[Detection annotation records]
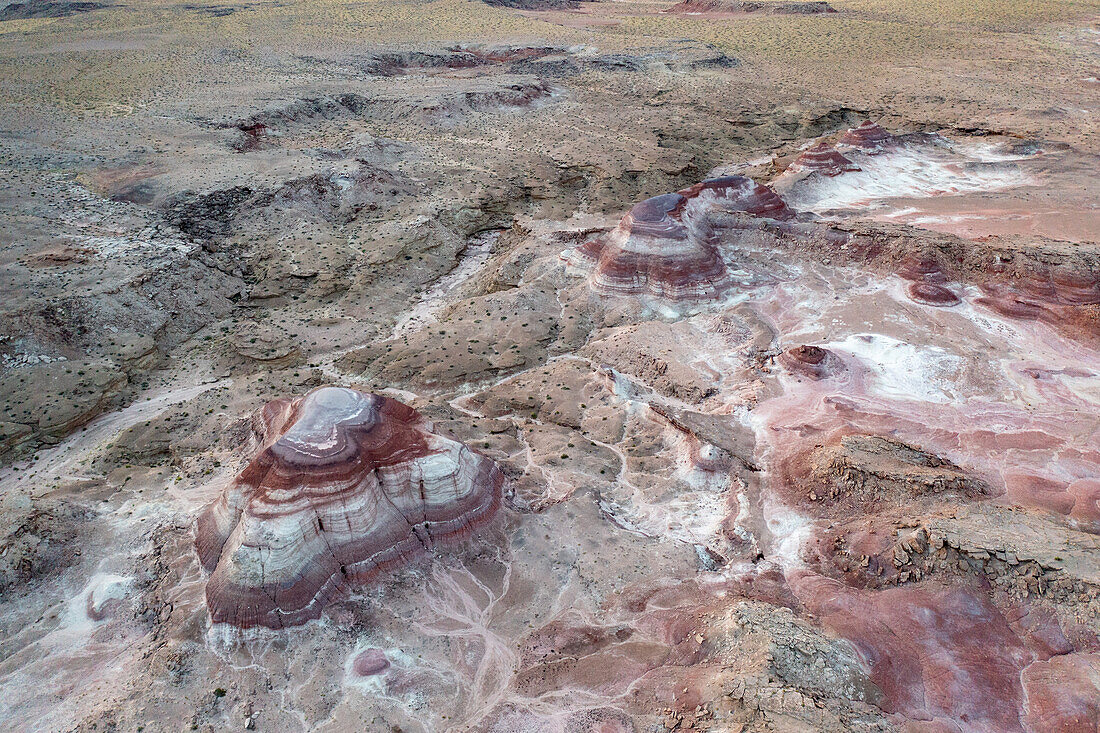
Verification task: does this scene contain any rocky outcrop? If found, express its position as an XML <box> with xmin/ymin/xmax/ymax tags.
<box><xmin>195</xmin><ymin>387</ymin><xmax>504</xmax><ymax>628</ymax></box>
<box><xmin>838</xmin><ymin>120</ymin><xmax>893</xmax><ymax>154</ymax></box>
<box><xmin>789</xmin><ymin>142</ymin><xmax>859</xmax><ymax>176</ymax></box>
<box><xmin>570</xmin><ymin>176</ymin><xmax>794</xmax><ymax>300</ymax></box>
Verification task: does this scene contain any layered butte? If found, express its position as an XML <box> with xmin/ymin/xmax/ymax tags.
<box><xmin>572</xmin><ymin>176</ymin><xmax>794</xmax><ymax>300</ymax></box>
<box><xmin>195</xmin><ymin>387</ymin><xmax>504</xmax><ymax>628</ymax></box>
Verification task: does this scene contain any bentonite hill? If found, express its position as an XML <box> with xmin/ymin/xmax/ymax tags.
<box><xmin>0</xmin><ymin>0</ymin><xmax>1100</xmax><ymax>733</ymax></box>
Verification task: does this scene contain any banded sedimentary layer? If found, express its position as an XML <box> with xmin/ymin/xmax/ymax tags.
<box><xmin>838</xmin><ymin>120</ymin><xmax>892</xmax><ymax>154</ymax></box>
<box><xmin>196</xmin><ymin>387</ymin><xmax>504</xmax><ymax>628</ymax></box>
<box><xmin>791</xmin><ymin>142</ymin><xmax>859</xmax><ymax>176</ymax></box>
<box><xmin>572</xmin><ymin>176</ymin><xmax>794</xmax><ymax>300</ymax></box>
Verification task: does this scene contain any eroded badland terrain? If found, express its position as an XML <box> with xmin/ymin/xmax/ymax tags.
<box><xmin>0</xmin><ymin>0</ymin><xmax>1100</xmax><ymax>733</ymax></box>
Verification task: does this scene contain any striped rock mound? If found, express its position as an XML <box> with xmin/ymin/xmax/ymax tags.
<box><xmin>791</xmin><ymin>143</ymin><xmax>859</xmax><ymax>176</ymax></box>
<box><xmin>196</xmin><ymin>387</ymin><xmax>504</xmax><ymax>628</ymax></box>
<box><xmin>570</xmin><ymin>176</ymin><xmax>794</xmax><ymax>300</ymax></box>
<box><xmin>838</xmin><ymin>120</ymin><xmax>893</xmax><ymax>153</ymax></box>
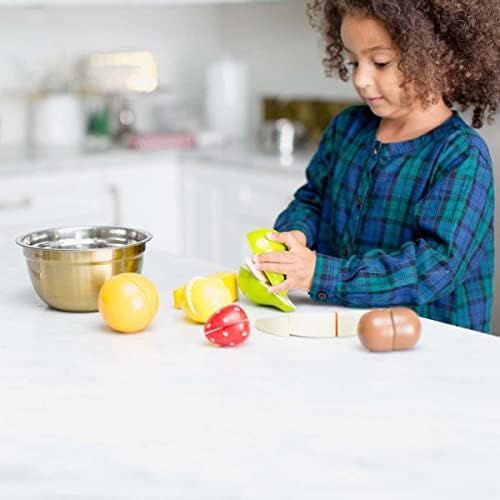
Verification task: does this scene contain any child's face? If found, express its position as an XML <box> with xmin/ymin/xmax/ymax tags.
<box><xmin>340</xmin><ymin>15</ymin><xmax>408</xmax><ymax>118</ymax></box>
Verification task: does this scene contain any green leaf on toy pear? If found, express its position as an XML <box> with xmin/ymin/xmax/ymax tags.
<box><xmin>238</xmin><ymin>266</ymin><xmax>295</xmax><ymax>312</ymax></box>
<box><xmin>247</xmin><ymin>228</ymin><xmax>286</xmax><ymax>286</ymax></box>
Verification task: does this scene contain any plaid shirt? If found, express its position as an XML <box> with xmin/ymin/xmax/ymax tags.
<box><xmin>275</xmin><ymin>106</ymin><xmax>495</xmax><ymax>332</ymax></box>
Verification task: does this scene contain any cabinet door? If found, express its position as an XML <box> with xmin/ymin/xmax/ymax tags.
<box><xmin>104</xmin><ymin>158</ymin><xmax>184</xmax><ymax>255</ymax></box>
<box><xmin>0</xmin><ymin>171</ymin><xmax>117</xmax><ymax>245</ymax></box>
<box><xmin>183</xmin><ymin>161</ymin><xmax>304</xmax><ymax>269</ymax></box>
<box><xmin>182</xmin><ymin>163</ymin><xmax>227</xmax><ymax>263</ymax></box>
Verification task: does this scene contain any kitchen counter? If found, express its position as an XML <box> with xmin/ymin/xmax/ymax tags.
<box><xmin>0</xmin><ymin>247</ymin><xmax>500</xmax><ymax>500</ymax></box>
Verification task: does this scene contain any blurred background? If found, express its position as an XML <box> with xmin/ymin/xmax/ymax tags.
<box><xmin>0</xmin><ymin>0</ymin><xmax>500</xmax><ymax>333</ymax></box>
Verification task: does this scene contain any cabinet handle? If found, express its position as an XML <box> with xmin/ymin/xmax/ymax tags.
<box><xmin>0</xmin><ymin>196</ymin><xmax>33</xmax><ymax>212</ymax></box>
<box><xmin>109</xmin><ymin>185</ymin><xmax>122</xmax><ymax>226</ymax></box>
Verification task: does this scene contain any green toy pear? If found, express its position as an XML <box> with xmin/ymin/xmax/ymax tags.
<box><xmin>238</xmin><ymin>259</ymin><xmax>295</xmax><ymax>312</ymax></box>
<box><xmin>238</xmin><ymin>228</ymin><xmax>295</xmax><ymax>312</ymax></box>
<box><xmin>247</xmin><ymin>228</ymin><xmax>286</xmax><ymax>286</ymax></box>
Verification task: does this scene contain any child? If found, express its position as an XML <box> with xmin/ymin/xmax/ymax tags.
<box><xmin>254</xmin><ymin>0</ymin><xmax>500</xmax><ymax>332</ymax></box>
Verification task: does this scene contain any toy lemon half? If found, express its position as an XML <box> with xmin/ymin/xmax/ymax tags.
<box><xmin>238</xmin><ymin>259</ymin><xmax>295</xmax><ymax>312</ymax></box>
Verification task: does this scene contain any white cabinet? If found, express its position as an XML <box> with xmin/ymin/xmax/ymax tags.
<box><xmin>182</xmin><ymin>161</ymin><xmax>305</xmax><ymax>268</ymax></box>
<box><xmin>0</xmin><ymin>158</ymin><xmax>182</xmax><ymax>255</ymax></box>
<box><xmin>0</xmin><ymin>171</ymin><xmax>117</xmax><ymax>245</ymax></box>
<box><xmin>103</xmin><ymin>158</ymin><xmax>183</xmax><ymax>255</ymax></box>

Prompt — Locate each line of the records above that contains the string "cabinet" and copy those lines out. Case counts.

Complete output —
Verification task: does this scene contain any cabinet door? If found, express its position as an XML <box> with xmin/ymin/xmax/ymax tags.
Verification task: does this scene contain any cabinet handle? If found, express its position as an XML <box> with xmin/ymin/xmax/ymax tags.
Verification task: does this scene contain any white cabinet? If found, express its position as an XML <box> with xmin/ymin/xmax/ymax tags.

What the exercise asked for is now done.